THE TASK:
For each record below, output its text exactly and skip any picture.

PROVIDED RECORDS:
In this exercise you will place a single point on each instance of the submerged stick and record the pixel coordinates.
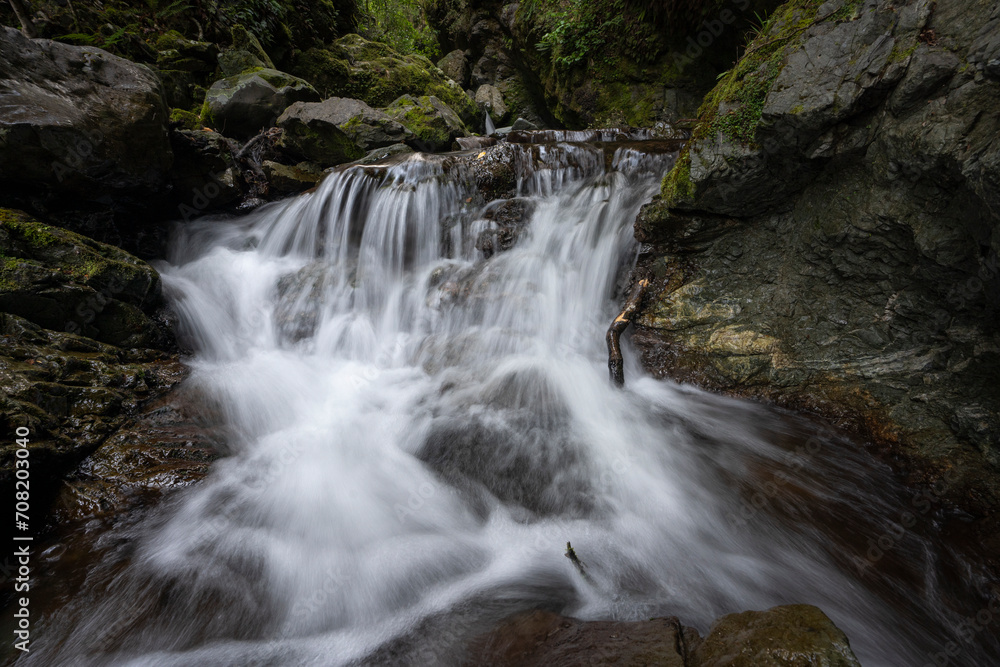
(615, 361)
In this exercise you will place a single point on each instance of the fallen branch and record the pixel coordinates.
(615, 361)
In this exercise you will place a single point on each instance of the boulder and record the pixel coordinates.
(797, 634)
(375, 74)
(309, 135)
(433, 123)
(455, 66)
(244, 104)
(489, 99)
(287, 179)
(369, 128)
(246, 53)
(66, 282)
(79, 119)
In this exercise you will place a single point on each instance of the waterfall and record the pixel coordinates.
(417, 431)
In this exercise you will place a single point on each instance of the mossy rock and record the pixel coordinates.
(309, 137)
(434, 125)
(375, 74)
(64, 281)
(782, 636)
(244, 104)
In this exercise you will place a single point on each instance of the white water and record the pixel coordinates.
(416, 436)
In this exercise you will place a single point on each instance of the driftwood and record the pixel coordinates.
(615, 361)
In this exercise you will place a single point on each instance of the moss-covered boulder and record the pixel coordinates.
(783, 636)
(434, 125)
(244, 104)
(372, 72)
(246, 53)
(309, 133)
(369, 128)
(66, 282)
(78, 120)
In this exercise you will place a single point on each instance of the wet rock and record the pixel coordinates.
(246, 53)
(166, 447)
(356, 68)
(290, 179)
(380, 154)
(456, 67)
(367, 127)
(869, 181)
(79, 120)
(788, 635)
(546, 639)
(311, 133)
(522, 125)
(71, 392)
(489, 99)
(244, 104)
(63, 281)
(434, 124)
(206, 175)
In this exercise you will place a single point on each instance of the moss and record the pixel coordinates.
(734, 107)
(184, 120)
(899, 54)
(677, 185)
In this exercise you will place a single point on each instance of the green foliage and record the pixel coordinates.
(402, 24)
(580, 32)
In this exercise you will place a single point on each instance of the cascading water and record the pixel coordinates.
(417, 432)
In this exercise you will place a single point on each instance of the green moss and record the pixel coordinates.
(184, 120)
(677, 185)
(899, 54)
(734, 107)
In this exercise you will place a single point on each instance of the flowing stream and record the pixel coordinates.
(417, 432)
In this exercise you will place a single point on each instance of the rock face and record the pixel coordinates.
(367, 127)
(433, 123)
(311, 133)
(830, 237)
(79, 120)
(456, 67)
(789, 635)
(244, 104)
(786, 636)
(375, 74)
(63, 281)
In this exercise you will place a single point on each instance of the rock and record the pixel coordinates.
(433, 123)
(66, 282)
(787, 635)
(356, 68)
(310, 134)
(489, 99)
(244, 104)
(79, 120)
(246, 53)
(544, 639)
(858, 166)
(164, 448)
(288, 179)
(206, 175)
(367, 127)
(380, 154)
(521, 125)
(456, 67)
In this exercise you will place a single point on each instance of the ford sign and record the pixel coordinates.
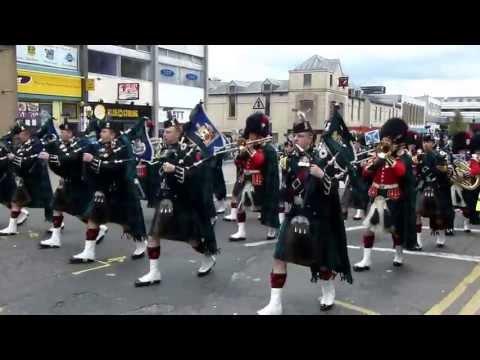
(167, 72)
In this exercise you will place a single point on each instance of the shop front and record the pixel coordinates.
(126, 115)
(42, 95)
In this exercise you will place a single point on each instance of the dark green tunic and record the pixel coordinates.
(113, 173)
(269, 193)
(75, 194)
(192, 198)
(33, 173)
(326, 247)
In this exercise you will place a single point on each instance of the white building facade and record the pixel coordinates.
(121, 77)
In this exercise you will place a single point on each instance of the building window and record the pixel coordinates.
(169, 74)
(191, 77)
(69, 111)
(197, 60)
(146, 48)
(267, 104)
(135, 69)
(307, 80)
(306, 106)
(102, 63)
(353, 106)
(231, 106)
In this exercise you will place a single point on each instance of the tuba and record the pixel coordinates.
(460, 175)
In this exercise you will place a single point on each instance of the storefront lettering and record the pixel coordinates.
(122, 113)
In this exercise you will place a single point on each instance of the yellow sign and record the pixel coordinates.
(90, 84)
(122, 113)
(32, 82)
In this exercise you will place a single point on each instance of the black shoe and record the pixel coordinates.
(237, 239)
(80, 261)
(138, 283)
(360, 268)
(136, 257)
(324, 307)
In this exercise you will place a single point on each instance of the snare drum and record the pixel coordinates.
(141, 171)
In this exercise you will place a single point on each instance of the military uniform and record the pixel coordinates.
(74, 193)
(116, 199)
(33, 188)
(387, 193)
(434, 200)
(184, 206)
(259, 183)
(313, 233)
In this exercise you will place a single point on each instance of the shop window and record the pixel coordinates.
(135, 69)
(146, 48)
(197, 60)
(190, 77)
(231, 107)
(69, 110)
(102, 63)
(307, 80)
(169, 74)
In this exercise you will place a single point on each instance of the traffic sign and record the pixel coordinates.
(258, 105)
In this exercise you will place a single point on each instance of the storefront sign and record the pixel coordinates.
(120, 112)
(128, 91)
(31, 82)
(167, 72)
(90, 84)
(367, 90)
(58, 56)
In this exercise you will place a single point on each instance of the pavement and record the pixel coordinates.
(34, 281)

RESULT OF THE EXERCISE:
In this exercise you will place a single point on each instance of the submerged stick and record the pixel coordinates.
(615, 361)
In this exercise you will place a single point on each instance of the fallen branch and record the pixel coordinates.
(615, 361)
In this exercise you will place a single point on each instance of the boulder and record the pixel coordinates.
(797, 634)
(375, 74)
(309, 135)
(433, 123)
(455, 66)
(244, 104)
(489, 99)
(287, 179)
(369, 128)
(246, 53)
(66, 282)
(79, 119)
In this exercise you will place a single point on each instance of the waterfall and record the pixel coordinates.
(417, 431)
In this exercise you will place a single point on each instance of the mossy rock and record the pixel coordinates.
(309, 137)
(434, 125)
(375, 74)
(64, 281)
(782, 636)
(244, 104)
In this exercise you will place a single point on each instance of the white water and record the pixel coordinates.
(416, 436)
In this exercise you will place a single point on each instance of the driftwood and record the pixel coordinates.
(615, 361)
In this exercise you will place a single point on each instance of the moss-covered boulder and record the pixel coordinates.
(783, 636)
(434, 125)
(244, 104)
(372, 72)
(246, 53)
(309, 133)
(369, 128)
(66, 282)
(78, 120)
In this exercise you will place a single point on each instance of the wet rock and record the pixel coordinates.
(246, 53)
(166, 447)
(356, 68)
(290, 179)
(380, 154)
(456, 67)
(367, 127)
(869, 181)
(79, 120)
(788, 635)
(546, 639)
(311, 133)
(522, 125)
(71, 392)
(489, 99)
(244, 104)
(63, 281)
(434, 124)
(206, 175)
In this exercise you will place a single point on each instance of the moss and record the pixel coordinates.
(734, 107)
(184, 120)
(899, 54)
(677, 185)
In this exercise you will place a single point on each instance of the green foliage and record the pixel coordinates.
(402, 24)
(580, 32)
In this exercise you will place a single point on each instance of the cascading water and record the pixel coordinates.
(417, 432)
In this exercise you will place a single point on each instance of the green moss and record the pixel coordinates.
(184, 120)
(677, 185)
(899, 54)
(734, 107)
In this exercise you will place a single point on each instance of the flowing stream and record the pixel coordinates.
(417, 432)
In this exercise you will place a single point on each instance of the rock face and record the pixel coordinates.
(367, 127)
(433, 123)
(311, 133)
(830, 237)
(79, 120)
(456, 67)
(789, 635)
(244, 104)
(786, 636)
(375, 74)
(63, 281)
In this exercise you will place a single point on each instance of the rock and record the pixel coordinates.
(433, 123)
(66, 282)
(787, 635)
(356, 68)
(310, 134)
(489, 99)
(244, 104)
(79, 120)
(246, 53)
(544, 639)
(858, 166)
(164, 448)
(288, 179)
(206, 175)
(367, 127)
(380, 154)
(521, 125)
(456, 67)
In this exercise you will place a single point on each instance of the ford sign and record the pixel coordinates.
(167, 72)
In this exercise you will place a single point on each instance of the shop front and record the pixel coordinates.
(126, 115)
(42, 95)
In this exercise you will place a single point on each instance of the dark green tunic and record the pixel coordinates.
(113, 173)
(269, 193)
(75, 194)
(192, 198)
(33, 173)
(326, 247)
In this exercise you will place a single point on each instance of the white building facade and record the pixel coordinates.
(121, 77)
In this exercise you will place a single point on each instance of the building window and record the pixel coordinates.
(169, 74)
(191, 77)
(69, 111)
(197, 60)
(146, 48)
(267, 104)
(135, 69)
(307, 80)
(306, 106)
(102, 63)
(353, 106)
(231, 106)
In this exercise you will place a single point on each instance of the tuba and record the pixel coordinates.
(460, 175)
In this exercise you will place a single point on each instance of the storefront lettering and record the pixel coordinates.
(122, 113)
In this exercise you will place a single point on each instance of the yellow sign and record the pixel coordinates.
(90, 84)
(122, 113)
(32, 82)
In this exercise you will place a single point on each instance of the black shoe and record the pixel coordinates.
(237, 239)
(80, 261)
(138, 283)
(360, 268)
(136, 257)
(324, 307)
In this exercise you will place a single point on each instance of the snare drum and record the pixel coordinates.
(141, 171)
In this exercise you will place a single point on each instance of the military uniform and record the pixel coordinates.
(74, 193)
(116, 199)
(33, 188)
(387, 193)
(434, 200)
(184, 206)
(259, 183)
(313, 233)
In this exercise you will place a single point on each instance of the shop window and record the pixel coordinates.
(135, 69)
(146, 48)
(197, 60)
(190, 77)
(231, 107)
(69, 110)
(102, 63)
(307, 80)
(169, 74)
In this exercise you will place a single point on each instance of the traffic sign and record the pixel coordinates.
(258, 105)
In this exercise you will place a single point on each instance of the storefront sign and record the pixel coordinates.
(120, 112)
(128, 91)
(31, 82)
(167, 72)
(90, 84)
(367, 90)
(58, 56)
In this exercise you will place a single point on each instance of the pavement and record the pixel coordinates.
(34, 281)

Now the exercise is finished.